Emsal Mahkeme Kararı Bursa Bölge Adliye Mahkemesi 5. Hukuk Dairesi 2021/1249 E. 2022/1730 K. 01.12.2022 T.

Görüntülediğiniz mahkeme kararı kesinleşmiş bir karardır.

T.C. BURSA BAM 5. HUKUK DAİRESİ
T.C.
BURSA
BÖLGE ADLİYE MAHKEMESİ
5. HUKUK DAİRESİ

DOSYA NO : 2021/1249
KARAR NO : 2022/1730

T Ü R K M İ L L E T İ A D I N A
İ S T İ N A F K A R A R I

BAŞKAN : … (…)
ÜYE : … (…)
ÜYE : … (…)
KATİP : … (…)

İNCELENEN KARARIN
MAHKEMESİ : BURSA 1. ASLİYE TİCARET MAHKEMESİ
TARİHİ : 28/01/2021
NUMARASI : 2020/426 Esas, 2021/72 Karar

DAVACI : … – …
VEKİLİ : Av. … [16219-12762-57504] UETS
DAVALI : … – [25888-97333-65713] UETS
VEKİLİ : Av. …
DAVANIN KONUSU : Alacak
KARAR TARİHİ : 01/12/2022
KARAR YAZIM TARİHİ : 01/12/2022

Bursa 1. Asliye Ticaret Mahkemesinin 28/01/2021 tarih, 2020/426 Esas, 2021/72 Karar sayılı kararının istinaf incelemesi neticesinde;
TARAFLARIN İDDİA VE SAVUNMALARININ ÖZETİ
DAVA: Davacı vekili, taraflar arasında akdedilen 01/11/2019 tarihli taşıtmatik sözleşmesinin davalı tarafça sözleşmenin 11.maddesine dayanılarak feshedildiğini, haksız fesih nedeniyle cezai şart ve teslim edilmeyen cihaz bedeline ilişkin olarak davalıya 05/06/2020 tarihli 12.523,53 TL faturanın keşide edildiğini, davalı tarafın faturaya itiraz ettiğini ileri sürerek 12.523,53 TL’nin fatura tarihinden itibaren işleyecek avans faizi ile birlikte davalıdan tahsiline karar verilmesini talep ve dava etmiştir.

------------------------

▸ **Görev Yönergesi**
Yukarıdaki mahkeme kararında "Emsal Mahkeme Kararı" ile başlayıp "kesinleşmiş bir karardır." ile biten bölümü hiçbir değişiklik yapmadan kopyalayın.

▸ **Veri Kesiti**

------------------------

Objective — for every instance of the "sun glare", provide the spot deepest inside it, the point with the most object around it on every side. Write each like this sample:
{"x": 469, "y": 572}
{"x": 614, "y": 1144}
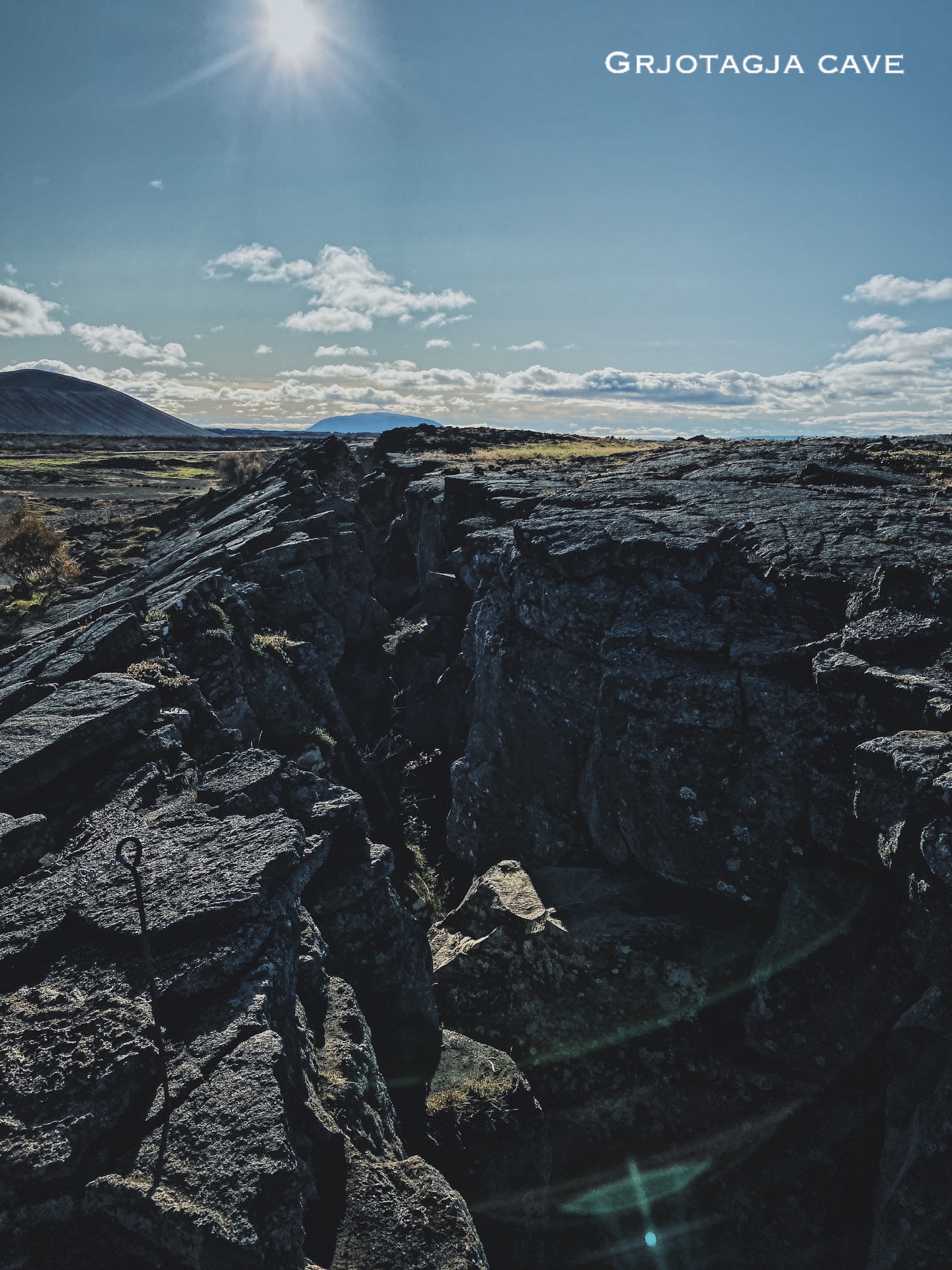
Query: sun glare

------------------------

▸ **Cevap**
Emsal Mahkeme Kararı Bursa Bölge Adliye Mahkemesi 5. Hukuk Dairesi 2021/1249 E. 2022/1730 K. 01.12.2022 T.

Görüntülediğiniz mahkeme kararı kesinleşmiş bir karardır.